----- Fragmento de la página -----

Hopper nos recuerda que pronto abrirán las tiendas.
Drug Store, 1927 - Edward Hopper

viernes, 1 de mayo de 2020

Capítulo DXLIV.- Diez Jornadas (5-9) Combinar cuatro simples elementos.

Buñuelos de viento.
Se necesitan 200 gramos de harina de fuerza, 50 gramos de mantequilla, 4 ó 5 huevos (según tamaño), medio litro de leche, una pizca de sal, media corteza de limón rallada y aceite en abundancia. Luego azúcar glas para espolvorear.
Hay que preparar la masa un par de horas antes de freírla.
Se pone al fuego un cazo con el agua, la leche, la pizca de sal, la mantequilla y el limón rallado. Fuego vivo esta vez.
Cuando hierva a borbotones, se incorpora de golpe la harina. Se separa el cazo del fuego y se mezcla rápido con una cuchara de madera hasta que quede fina la masa.
Cuando la masa está bien amalgamada, se vuelve a poner al fuego, muy suave, así no se pega. Se va formando una bola que no se pegue en el fondo de la cacerola (así saldrán más ligeros y huecos).
Se remira del fuego y se deja enfriar un poco.
Se cascan los 4 ó 5 huevos en un tazón, se bate sin parar, hasta que la mezcla toma aire (se nota porque va apareciendo espumilla que se mantiene). Se van añadiendo poco a poco a la masa, batiendo sin parar hasta que se integren completamente los huevos en la masa. Se deja reposar también un rato.
Se pone en una sartén no muy grande (o en un cazo) una cantidad grande de aceite (los buñuelos han de quedar completamente cubiertos de aceite).

----- Lista de líneas -----

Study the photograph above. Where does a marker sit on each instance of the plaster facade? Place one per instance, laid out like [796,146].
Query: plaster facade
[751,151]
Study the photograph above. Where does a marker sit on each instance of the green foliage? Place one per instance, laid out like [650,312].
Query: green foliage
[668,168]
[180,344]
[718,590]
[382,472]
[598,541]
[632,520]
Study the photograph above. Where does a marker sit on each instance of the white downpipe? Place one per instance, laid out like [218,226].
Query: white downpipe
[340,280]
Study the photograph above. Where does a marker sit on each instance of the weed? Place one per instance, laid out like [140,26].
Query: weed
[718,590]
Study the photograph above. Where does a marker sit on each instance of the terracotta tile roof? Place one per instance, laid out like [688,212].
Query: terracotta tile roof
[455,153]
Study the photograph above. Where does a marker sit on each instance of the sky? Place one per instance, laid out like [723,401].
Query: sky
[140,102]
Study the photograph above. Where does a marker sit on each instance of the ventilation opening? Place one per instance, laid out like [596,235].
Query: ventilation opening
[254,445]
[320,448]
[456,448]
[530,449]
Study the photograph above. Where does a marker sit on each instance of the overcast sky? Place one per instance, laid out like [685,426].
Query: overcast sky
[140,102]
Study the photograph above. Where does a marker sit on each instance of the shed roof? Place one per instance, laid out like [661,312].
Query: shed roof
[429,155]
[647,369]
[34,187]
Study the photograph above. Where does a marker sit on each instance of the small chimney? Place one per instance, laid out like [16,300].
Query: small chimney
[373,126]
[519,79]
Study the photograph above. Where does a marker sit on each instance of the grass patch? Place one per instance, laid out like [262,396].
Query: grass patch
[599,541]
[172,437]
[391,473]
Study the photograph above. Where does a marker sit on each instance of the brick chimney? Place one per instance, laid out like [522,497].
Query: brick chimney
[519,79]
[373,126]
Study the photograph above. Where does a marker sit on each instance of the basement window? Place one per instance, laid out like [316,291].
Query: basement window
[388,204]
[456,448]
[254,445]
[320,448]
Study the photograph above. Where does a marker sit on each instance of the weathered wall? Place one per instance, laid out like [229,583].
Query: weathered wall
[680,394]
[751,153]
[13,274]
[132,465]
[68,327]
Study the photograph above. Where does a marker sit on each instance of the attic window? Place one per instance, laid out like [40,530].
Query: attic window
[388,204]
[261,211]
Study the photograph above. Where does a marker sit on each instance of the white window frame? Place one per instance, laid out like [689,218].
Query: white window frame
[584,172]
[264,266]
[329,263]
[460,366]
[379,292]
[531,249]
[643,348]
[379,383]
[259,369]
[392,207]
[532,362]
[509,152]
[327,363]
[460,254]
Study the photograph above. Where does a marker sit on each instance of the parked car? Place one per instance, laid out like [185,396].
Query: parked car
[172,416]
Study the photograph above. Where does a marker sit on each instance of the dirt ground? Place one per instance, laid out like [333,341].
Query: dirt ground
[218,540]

-----
----- Lista de líneas -----

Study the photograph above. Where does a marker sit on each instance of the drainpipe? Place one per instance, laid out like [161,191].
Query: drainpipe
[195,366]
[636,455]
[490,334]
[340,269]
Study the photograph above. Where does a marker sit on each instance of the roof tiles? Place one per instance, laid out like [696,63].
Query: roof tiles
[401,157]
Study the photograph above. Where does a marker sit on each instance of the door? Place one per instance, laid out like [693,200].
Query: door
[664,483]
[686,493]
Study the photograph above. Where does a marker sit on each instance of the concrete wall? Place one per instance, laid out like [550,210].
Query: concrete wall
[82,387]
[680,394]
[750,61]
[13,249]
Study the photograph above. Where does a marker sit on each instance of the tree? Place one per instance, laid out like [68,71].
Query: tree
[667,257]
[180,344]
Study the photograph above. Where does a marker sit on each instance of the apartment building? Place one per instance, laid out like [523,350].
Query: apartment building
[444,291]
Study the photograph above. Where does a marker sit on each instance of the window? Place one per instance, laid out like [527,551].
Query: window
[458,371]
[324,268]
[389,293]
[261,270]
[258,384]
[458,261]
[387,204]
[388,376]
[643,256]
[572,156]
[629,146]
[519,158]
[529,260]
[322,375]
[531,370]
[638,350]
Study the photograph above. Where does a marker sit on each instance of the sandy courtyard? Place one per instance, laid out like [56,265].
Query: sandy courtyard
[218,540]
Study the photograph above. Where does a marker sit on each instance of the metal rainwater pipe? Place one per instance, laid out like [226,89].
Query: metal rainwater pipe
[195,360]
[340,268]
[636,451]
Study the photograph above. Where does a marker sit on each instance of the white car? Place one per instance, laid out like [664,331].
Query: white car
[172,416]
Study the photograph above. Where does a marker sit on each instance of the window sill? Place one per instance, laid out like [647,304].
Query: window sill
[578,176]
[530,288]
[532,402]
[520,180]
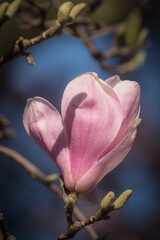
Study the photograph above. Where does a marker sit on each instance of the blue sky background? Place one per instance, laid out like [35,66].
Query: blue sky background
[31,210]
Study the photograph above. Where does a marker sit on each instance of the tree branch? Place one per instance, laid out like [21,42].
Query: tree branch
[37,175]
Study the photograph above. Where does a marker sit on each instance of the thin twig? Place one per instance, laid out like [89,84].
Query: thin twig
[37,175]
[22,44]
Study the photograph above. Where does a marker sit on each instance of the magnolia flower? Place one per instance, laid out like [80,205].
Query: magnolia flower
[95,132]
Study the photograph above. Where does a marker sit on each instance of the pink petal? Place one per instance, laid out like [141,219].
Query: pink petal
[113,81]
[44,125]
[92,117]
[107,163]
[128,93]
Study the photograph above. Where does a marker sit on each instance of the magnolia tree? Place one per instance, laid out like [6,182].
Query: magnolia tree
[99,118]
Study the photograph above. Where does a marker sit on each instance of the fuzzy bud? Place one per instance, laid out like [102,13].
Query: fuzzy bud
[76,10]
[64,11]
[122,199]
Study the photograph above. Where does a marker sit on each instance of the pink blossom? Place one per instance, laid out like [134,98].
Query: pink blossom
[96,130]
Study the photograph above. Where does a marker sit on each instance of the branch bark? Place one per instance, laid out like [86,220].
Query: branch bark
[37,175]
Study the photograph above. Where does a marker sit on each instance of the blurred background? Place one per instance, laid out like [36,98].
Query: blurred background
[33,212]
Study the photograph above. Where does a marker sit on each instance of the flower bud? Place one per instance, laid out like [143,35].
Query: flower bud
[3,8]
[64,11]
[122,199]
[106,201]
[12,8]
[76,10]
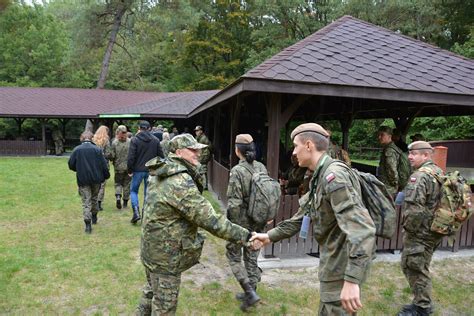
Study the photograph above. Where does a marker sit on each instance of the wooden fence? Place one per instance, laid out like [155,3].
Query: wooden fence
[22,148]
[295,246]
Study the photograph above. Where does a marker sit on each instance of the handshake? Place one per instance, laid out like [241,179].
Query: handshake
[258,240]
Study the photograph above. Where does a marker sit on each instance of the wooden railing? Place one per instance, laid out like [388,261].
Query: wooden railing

-----
----- Lista de líneas -----

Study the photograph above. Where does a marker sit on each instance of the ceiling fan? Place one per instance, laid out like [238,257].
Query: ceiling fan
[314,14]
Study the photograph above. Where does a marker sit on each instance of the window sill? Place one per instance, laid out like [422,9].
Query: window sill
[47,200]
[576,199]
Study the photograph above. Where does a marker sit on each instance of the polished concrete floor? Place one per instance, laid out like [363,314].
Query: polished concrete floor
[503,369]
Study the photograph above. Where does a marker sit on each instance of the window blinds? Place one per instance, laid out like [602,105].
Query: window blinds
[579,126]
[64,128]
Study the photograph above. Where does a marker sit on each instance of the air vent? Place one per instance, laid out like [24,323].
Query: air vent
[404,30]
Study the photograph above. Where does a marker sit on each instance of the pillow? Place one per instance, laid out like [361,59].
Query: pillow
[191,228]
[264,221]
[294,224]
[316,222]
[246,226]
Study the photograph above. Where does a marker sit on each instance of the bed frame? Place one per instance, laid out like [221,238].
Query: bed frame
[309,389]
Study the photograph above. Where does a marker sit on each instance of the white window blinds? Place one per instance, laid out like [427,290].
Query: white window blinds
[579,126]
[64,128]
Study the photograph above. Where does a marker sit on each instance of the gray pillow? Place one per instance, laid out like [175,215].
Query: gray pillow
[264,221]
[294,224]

-----

__Objetivo de la tarea__: Según la receta de buñuelos de viento, explica en una a tres oraciones por qué la masa vuelve al fuego "muy suave" y por qué debe formar una bola que no se pegue al fondo de la cacerola. Las líneas no intervienen en este ejercicio.

__Respuesta escrita__: La masa vuelve a fuego muy suave para que no se pegue. Se busca una bola que no se pegue en el fondo de la cacerola porque así los buñuelos saldrán más ligeros y huecos.